TASK
Transcribe the part of the blog post on preventative care that runs from "[CBO director] Elmendorf: No, Mr." to "health care costs.", word for word.

DOCUMENT EXTRACT
Posts tagged ‘preventative medicine’

Follow-up On Preventative Care

I am coming back from vacation today, but just as a quick note, Bruce McQuain has another good post on the current health care bills and Obama's press conference.  In that post, he links two very good posts that provide more facts and discussion around my claim yesterday that health care savings from "preventative medicine" are mostly a myth.  Those two posts are from a physician and from the Manhattan Institute.

And here is McQuain again on the CBO's testimony on the health care bills.

[Democratic Senator] Conrad: Dr. Elmendorf, I am going to really put you on the spot because we are in the middle of this health care debate, but it is critically important that we get this right. Everyone has said, virtually everyone, that bending the cost curve over time is critically important and one of the key goals of this entire effort. From what you have seen from the products of the committees that have reported, do you see a successful effort being mounted to bend the long-term cost curve?

[CBO director] Elmendorf: No, Mr. Chairman. In the legislation that has been reported we do not see the sort of fundamental changes that would be necessary to reduce the trajectory of federal health spending by a significant amount. And on the contrary, the legislation significantly expands the federal responsibility for health care costs.

[Stored items]

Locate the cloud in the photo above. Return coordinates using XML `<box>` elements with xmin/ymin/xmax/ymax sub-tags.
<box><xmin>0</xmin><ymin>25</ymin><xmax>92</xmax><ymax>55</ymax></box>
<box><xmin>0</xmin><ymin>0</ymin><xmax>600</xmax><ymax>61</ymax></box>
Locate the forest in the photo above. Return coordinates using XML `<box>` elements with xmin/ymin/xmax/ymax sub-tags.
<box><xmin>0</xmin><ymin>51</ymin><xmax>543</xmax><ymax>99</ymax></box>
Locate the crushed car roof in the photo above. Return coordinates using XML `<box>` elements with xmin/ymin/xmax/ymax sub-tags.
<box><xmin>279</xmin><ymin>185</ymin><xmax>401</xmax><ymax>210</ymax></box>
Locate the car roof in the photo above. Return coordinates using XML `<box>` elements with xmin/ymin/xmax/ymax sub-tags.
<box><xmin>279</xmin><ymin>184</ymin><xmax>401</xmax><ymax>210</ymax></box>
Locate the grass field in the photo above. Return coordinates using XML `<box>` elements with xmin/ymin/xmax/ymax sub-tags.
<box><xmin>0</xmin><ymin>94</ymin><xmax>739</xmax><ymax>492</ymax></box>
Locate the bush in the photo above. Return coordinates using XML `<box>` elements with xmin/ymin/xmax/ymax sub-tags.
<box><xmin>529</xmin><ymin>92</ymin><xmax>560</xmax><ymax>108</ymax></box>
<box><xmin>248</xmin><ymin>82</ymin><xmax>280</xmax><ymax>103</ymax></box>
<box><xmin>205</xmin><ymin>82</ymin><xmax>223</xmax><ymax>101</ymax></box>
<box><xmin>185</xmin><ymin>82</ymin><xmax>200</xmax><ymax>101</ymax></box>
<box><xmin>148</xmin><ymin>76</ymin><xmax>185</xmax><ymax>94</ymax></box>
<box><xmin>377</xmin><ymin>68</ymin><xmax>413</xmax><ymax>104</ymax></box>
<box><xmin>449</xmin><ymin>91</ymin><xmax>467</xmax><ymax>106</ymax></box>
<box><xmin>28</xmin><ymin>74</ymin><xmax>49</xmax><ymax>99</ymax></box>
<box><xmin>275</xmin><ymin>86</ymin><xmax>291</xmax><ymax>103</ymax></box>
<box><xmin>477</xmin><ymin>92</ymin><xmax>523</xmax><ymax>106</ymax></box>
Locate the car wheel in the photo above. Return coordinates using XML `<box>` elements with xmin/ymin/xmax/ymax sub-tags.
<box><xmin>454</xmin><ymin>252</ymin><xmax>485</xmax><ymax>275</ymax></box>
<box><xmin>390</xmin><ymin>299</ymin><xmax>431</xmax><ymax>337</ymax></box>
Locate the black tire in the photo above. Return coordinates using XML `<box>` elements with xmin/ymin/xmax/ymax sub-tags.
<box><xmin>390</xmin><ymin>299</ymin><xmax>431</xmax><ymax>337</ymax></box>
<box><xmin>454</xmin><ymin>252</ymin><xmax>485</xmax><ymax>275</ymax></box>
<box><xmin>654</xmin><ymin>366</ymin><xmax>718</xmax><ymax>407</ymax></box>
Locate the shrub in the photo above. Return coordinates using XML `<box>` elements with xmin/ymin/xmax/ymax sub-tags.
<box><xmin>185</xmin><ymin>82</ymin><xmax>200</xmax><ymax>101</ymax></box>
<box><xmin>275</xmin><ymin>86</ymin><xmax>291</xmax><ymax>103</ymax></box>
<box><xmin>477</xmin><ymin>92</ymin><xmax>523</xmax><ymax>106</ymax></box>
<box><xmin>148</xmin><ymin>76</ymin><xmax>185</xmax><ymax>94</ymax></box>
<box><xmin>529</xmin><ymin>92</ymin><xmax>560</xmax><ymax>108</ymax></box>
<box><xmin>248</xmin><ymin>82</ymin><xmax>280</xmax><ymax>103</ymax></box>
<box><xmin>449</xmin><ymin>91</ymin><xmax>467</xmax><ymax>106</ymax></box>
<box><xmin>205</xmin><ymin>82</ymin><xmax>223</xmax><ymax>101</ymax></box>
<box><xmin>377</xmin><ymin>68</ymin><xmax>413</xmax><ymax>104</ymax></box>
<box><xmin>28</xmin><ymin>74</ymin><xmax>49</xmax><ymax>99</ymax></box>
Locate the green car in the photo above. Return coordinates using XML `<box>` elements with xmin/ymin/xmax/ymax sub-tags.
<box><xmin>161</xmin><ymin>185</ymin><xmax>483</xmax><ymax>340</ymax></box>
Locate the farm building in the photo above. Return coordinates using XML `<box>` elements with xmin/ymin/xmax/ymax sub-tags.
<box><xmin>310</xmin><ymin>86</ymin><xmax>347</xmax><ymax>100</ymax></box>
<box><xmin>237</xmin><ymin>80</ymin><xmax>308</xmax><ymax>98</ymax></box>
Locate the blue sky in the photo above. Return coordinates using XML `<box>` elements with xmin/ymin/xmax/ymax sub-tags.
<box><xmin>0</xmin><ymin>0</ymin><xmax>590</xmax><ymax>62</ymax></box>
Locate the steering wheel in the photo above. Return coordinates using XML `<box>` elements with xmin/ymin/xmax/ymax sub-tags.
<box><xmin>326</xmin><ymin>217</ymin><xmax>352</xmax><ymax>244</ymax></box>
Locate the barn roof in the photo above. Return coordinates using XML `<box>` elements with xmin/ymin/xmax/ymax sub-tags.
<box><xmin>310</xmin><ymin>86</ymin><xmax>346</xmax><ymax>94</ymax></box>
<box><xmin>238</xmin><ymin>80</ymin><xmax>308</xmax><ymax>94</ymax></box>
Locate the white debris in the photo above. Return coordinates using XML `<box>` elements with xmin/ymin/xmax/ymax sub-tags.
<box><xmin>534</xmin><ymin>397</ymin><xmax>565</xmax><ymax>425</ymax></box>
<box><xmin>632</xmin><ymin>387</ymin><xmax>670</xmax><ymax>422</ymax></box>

* * *

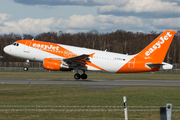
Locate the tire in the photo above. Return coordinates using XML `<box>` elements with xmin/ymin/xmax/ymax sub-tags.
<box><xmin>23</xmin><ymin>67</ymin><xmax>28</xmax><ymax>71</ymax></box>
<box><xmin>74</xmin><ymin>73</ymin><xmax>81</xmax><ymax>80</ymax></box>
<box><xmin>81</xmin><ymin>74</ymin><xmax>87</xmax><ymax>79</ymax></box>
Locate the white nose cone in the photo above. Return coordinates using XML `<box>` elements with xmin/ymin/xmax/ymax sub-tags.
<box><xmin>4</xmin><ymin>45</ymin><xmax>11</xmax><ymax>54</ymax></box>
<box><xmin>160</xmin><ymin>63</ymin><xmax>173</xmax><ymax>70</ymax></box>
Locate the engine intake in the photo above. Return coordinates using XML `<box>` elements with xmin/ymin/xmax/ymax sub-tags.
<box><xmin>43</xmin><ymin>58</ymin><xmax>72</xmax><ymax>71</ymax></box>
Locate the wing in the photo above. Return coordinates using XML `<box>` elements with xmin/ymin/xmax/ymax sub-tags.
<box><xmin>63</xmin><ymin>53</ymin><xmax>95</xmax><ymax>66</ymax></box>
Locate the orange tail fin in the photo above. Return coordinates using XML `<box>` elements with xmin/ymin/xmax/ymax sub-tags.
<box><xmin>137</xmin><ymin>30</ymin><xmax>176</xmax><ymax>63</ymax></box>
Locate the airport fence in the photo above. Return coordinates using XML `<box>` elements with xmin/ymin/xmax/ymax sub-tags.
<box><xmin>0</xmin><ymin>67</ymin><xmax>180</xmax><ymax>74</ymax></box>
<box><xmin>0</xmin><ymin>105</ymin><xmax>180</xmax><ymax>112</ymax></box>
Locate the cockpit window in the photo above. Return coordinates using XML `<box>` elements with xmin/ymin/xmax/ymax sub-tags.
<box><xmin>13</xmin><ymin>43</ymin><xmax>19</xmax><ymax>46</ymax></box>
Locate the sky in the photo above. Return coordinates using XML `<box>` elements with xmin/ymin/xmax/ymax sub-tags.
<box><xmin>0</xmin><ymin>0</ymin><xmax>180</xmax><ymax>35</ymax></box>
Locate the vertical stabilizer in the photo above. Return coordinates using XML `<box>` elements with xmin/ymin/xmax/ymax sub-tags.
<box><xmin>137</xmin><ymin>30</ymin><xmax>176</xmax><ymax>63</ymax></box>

...

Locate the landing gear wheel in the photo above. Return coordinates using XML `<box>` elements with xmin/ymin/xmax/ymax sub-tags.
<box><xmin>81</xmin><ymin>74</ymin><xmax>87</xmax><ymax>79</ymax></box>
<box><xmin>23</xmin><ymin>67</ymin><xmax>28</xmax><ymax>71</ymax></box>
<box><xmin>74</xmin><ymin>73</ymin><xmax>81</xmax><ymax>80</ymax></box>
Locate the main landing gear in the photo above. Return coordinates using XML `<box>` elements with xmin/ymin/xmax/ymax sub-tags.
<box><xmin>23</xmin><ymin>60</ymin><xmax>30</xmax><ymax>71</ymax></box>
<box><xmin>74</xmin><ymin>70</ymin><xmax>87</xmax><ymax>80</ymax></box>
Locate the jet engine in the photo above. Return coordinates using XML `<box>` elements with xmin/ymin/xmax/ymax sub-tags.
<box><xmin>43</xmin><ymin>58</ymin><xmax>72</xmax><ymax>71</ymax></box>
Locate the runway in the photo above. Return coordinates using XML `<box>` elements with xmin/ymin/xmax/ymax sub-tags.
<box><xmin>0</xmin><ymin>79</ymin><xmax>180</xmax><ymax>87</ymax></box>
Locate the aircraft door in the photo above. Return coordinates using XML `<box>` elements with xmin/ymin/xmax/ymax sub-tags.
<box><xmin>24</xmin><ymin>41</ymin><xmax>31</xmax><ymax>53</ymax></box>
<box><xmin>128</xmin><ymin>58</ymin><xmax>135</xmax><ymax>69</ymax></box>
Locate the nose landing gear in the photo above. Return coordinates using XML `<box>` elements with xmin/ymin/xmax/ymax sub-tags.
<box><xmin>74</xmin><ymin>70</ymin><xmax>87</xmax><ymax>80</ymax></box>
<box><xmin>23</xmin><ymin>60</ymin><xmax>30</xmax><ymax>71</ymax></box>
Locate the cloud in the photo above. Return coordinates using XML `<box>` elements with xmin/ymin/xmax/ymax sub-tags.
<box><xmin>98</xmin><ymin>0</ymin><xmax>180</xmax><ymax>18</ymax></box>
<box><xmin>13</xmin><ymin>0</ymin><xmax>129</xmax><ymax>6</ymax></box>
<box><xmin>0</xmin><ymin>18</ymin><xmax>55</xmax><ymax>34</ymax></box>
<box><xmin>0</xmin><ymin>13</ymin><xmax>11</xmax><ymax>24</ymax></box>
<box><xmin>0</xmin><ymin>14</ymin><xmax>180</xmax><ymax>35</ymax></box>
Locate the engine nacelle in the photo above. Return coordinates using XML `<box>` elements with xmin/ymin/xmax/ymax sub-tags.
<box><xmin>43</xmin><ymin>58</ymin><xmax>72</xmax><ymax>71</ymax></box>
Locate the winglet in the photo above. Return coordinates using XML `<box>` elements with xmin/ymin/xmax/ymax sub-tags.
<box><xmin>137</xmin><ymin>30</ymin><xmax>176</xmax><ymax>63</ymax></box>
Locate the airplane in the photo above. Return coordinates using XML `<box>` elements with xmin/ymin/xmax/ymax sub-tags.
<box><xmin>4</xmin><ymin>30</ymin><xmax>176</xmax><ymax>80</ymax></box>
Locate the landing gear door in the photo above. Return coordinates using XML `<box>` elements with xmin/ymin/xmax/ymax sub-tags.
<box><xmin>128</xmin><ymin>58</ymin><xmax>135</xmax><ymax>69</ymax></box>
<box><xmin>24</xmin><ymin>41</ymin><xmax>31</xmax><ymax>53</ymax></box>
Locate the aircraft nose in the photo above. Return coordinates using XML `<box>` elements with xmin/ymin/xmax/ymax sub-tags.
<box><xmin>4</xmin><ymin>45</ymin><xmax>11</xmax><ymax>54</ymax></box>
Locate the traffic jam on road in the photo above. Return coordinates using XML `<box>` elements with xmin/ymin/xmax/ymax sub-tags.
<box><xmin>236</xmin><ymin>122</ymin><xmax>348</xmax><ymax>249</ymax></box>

TASK ANSWER
[CBO director] Elmendorf: No, Mr. Chairman. In the legislation that has been reported we do not see the sort of fundamental changes that would be necessary to reduce the trajectory of federal health spending by a significant amount. And on the contrary, the legislation significantly expands the federal responsibility for health care costs.